> [Written exercise] Print the full listing exactly.

Start of Records for this exercise

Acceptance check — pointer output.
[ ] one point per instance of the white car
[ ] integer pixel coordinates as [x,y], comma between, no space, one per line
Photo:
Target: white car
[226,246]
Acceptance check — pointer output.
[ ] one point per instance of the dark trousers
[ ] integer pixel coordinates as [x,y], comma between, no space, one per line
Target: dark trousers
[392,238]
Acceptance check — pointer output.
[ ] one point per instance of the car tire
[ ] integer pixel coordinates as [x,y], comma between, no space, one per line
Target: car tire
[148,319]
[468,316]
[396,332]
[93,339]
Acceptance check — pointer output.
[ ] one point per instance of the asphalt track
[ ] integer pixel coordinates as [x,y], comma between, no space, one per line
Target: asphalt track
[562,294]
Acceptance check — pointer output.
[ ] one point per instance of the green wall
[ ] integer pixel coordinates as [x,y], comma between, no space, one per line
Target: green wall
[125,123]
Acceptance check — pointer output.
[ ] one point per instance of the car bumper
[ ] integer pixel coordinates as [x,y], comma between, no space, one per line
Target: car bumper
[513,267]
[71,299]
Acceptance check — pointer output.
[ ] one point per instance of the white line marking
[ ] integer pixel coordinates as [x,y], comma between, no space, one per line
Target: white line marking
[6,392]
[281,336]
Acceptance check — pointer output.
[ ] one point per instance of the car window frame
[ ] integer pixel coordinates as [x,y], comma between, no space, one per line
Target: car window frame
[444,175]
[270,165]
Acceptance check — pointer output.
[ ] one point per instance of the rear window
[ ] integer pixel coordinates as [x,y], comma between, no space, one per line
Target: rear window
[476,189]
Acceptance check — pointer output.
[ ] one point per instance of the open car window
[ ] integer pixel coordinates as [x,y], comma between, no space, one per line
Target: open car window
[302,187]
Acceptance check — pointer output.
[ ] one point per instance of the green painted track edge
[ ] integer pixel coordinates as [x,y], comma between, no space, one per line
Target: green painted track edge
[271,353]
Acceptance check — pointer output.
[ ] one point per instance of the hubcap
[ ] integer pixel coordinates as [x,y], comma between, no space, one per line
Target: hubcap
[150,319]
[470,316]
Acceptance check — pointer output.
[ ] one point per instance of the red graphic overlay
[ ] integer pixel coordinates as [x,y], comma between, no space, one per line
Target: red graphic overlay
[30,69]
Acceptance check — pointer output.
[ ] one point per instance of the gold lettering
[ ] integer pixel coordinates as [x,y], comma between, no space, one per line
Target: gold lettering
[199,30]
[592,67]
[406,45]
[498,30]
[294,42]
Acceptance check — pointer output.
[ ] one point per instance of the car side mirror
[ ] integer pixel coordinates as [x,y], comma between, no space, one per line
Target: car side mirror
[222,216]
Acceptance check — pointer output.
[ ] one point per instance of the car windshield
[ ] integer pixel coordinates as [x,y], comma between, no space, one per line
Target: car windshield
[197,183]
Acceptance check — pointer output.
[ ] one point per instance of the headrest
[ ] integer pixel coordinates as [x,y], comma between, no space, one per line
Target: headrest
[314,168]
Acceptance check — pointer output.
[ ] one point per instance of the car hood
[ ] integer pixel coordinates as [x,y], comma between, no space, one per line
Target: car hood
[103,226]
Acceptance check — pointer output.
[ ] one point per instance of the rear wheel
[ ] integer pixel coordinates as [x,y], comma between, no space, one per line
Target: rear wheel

End of Records for this exercise

> [The response]
Acceptance check — pointer output.
[ ] one point per instance of the white car
[ ] integer pixel coordinates as [x,y], comma between, no space, one per line
Photo:
Target: white car
[226,246]
Acceptance check — pointer output.
[ ] one point per instance of the dark trousers
[ ] integer pixel coordinates as [x,y], comma between, no space, one per line
Target: dark trousers
[392,238]
Acceptance check — pointer output.
[ ] one point per instance of the car tire
[ ] integer pixel coordinates as [x,y], comma between, no space, one per line
Target: car tire
[148,319]
[468,316]
[396,332]
[93,339]
Acceptance check — pointer output.
[ ] one point per instance of the asphalt track
[ ] integer pixel coordinates as [x,y], comma between, no space, one per line
Target: asphalt track
[562,294]
Acceptance check — pointer output.
[ ] one point per instance of the green wall
[ ] integer pixel coordinates as [x,y], comma between, no space, one per line
Target: green wall
[125,123]
Acceptance check — pointer output.
[ ] one point per instance of the car bumper
[ ] integer pixel coordinates as [x,y], comma between, no space, one per line
Target: car bumper
[513,267]
[71,299]
Acceptance check — pointer output.
[ ] one point per instance of the white line marking
[ ] integer pixel coordinates as [x,y], comma between, no space, one per line
Target: white line marking
[6,392]
[281,336]
Acceptance check — pointer output.
[ ] one point per instance of the car window frame
[ ] integer pixel coordinates as [x,y], comma between, no space, one per line
Target: car window frame
[444,175]
[270,165]
Acceptance check — pointer output.
[ ] one point per instance of the rear window
[ ] integer pixel coordinates as [x,y], comma between, no space, one per line
Target: rear window
[476,189]
Acceptance check — pointer output.
[ ] one point per instance of the open car window
[ ] integer pixel coordinates as [x,y], comma between, no space, one per line
Target: open car window
[302,187]
Acceptance check — pointer output.
[ ] one point per instance of the green painted track edge
[ ] integer pixel coordinates as [x,y], comma between, no space, one per line
Target: green painted track edge
[271,353]
Acceptance check — pointer output.
[ ] one point per instance of the hubcap
[ ] integer pixel coordinates as [x,y], comma between, no space, one per line
Target: hubcap
[150,319]
[470,316]
Acceptance check — pointer output.
[ ] one point per instance of the red graphic overlay
[ ] integer pixel coordinates as [x,y], comma between, no space, one per line
Target: red graphic overlay
[30,69]
Acceptance check — pointer output.
[ ] one point per instance of the gold lettering
[ ] integer pixel coordinates as [x,y], comma between, no space, one per line
Target: gold lettering
[199,30]
[592,67]
[406,45]
[498,30]
[294,42]
Acceptance check — pointer output.
[ ] one point per instance of the car side mirror
[ ] integer pixel coordinates as [x,y], comma between, no space, one per line
Target: car side mirror
[222,216]
Acceptance check — pointer output.
[ ] one point per instance of the car windshield
[ ] integer pixel coordinates as [x,y], comma between, no space, one per line
Target: car windshield
[197,183]
Acceptance check — pointer output.
[ ] one point per instance of the headrest
[ ] integer pixel coordinates as [x,y], comma between, no space, one per line
Target: headrest
[314,168]
Acceptance check — pointer output.
[ ] one point per instance of the car hood
[ ] integer pixel coordinates as [x,y], comma between, no space, one per line
Target: car hood
[103,226]
Acceptance check — pointer output.
[ ] one point per instance of the rear wheel
[ ] integer pixel coordinates as [x,y], comma between, no space, one per line
Target: rear wheel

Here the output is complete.